## Supplied passage
-- begin --
Advice on how to structure a cut command when dealing with very old files?

Mark_S · 09-16-2015, 04:16 PM

It took me a while to get a linux system up and running, very busy, but one of the things I want to get the hang of is the file processing. To practice I got a bunch of old floppy disks with message threads from my old Compuserve days (and this took a while too), they are flat files and I can easily read them using cat or more. My goal was to go through the file and generate a list of users, subjects, times and such. I thought this would be a good way to practice.

So far I've run into a problem with the cut command in that it can't seem to handle the variable lengths and more importantly delimiters. Or I don't know how to structure it so that it will. My main hang up is that I can't define more than a one character delimiter. The file reads like this

#: 0 S0/Forum Announcement
09-Aug-94 09:35:29
Sb: Announcement
Fm: System
To:

Comics/Animation Forum, V. 3B(73)

Hello, Mark S. Ogilvie
Last visit: 08-Aug-94 10:57:23

Forum messages: 592768 to 656114
Last message you've read: 592768

Section(s) Selected: All

Number of Members in Conference: None

Forum !

ˇ

#: 0 S0/Forum Announcement
14-Aug-94 08:03:03
Sb: Announcement
Fm: System
To:

ˇ

#: 0 S0/Forum Announcement
14-Aug-94 08:44:10
Sb: Announcement
Fm: System
To:

Comics/Animation Forum+, V. 3B(73)

Hello, Mark S. Ogilvie
Last visit: 14-Aug-94 08:03:11

Forum messages: 638497 to 661075
Last message you've read: 638497

Section(s) Selected: All

Number of Members in Conference: None

News Flash:

Updated August 12.

We are soon going to be getting new Forum software that will allow us to open
more sections. Users of certain communications software need to make sure they
have a version that will handle this.

All versions of WinCIM, MacCIM, NavCIS and ASCII programs (ProComm, OzCIS,
etc.) will access the new areas, automatically. Programs which need updating
to access the new areas are:
DOSCIM - You need version 2.2, or later (GO CIMSOFT). If you don't wish to
upgrade, you must enter the forum in Terminal Emulation mode (GO ASCII) to see
the sections above 17.
Mac Navigator - you need version 3.2.1, or later (GO NAVIGATOR).
TAPCIS - you need version 5.42, or later (GO TAPCIS).
-- end --
## Information supplied
-- begin --
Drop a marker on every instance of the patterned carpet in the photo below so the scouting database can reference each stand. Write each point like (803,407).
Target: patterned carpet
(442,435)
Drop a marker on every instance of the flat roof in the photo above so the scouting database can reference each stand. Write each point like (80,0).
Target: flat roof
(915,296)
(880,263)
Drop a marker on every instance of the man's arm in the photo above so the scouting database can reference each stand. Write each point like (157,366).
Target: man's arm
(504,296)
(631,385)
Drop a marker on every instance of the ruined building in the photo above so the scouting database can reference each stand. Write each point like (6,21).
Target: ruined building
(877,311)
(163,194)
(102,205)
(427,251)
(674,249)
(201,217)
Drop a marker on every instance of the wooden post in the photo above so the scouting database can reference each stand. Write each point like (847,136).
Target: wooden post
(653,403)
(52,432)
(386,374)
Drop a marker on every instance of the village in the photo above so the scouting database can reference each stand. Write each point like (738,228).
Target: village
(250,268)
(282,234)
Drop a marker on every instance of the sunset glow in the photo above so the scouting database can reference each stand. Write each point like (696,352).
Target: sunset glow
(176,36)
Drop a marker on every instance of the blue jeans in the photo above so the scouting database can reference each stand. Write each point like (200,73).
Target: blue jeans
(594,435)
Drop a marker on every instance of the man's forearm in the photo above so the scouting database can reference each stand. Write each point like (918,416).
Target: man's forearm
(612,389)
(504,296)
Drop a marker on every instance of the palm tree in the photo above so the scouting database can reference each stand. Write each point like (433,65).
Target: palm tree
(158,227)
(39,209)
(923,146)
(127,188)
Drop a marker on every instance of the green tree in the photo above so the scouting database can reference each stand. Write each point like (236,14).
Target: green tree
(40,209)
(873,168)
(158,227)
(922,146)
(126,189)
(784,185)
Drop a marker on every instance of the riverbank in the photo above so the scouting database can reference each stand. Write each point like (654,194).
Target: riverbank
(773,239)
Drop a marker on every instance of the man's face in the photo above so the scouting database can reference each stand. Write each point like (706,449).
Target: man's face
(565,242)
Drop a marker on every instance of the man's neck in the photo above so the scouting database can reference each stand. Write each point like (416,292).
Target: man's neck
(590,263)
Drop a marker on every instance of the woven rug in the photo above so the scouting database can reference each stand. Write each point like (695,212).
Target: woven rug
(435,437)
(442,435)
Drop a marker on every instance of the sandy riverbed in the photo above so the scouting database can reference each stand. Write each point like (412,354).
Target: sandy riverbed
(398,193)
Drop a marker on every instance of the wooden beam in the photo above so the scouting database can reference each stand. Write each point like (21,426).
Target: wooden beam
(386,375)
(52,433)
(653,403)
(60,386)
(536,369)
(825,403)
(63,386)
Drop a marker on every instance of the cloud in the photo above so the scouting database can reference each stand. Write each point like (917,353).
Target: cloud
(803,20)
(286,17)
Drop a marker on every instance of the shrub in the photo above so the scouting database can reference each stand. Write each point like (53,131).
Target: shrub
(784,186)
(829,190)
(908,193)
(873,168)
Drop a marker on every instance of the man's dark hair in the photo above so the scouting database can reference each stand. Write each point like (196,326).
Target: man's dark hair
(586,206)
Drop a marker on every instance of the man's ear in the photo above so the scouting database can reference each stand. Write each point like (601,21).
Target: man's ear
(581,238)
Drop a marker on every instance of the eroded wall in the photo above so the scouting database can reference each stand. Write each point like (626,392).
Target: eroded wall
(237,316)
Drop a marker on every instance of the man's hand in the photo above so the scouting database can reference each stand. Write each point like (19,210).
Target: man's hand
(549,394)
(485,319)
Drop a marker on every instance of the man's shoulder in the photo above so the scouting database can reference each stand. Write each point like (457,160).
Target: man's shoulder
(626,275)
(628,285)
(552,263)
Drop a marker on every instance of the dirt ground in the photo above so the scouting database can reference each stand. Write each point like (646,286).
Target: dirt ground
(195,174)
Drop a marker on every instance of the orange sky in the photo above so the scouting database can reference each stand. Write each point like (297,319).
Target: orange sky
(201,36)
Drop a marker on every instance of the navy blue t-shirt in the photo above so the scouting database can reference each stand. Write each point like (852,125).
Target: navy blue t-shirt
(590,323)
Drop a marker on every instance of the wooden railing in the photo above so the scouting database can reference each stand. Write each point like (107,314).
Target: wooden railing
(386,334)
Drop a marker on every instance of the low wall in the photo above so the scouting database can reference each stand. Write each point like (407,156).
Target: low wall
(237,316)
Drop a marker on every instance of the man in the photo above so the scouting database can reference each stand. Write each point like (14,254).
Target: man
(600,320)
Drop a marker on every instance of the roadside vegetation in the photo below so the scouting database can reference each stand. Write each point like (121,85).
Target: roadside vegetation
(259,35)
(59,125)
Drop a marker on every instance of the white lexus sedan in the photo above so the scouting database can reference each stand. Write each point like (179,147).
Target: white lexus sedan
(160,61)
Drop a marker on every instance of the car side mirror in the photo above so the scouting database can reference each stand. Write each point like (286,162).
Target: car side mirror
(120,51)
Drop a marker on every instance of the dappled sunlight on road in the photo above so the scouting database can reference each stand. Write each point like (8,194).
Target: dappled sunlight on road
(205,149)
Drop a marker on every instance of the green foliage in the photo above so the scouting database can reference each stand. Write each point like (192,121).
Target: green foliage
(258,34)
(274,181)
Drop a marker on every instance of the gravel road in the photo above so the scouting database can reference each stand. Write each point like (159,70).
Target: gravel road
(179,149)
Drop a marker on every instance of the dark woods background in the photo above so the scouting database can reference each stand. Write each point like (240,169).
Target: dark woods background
-- end --
## Stated problem
Reproduce the part of the forum thread on the cut command between "We are soon" and "sections above 17.", inclusive. The entries are separate from the forum thread on the cut command.

## The output
We are soon going to be getting new Forum software that will allow us to open
more sections. Users of certain communications software need to make sure they
have a version that will handle this.

All versions of WinCIM, MacCIM, NavCIS and ASCII programs (ProComm, OzCIS,
etc.) will access the new areas, automatically. Programs which need updating
to access the new areas are:
DOSCIM - You need version 2.2, or later (GO CIMSOFT). If you don't wish to
upgrade, you must enter the forum in Terminal Emulation mode (GO ASCII) to see
the sections above 17.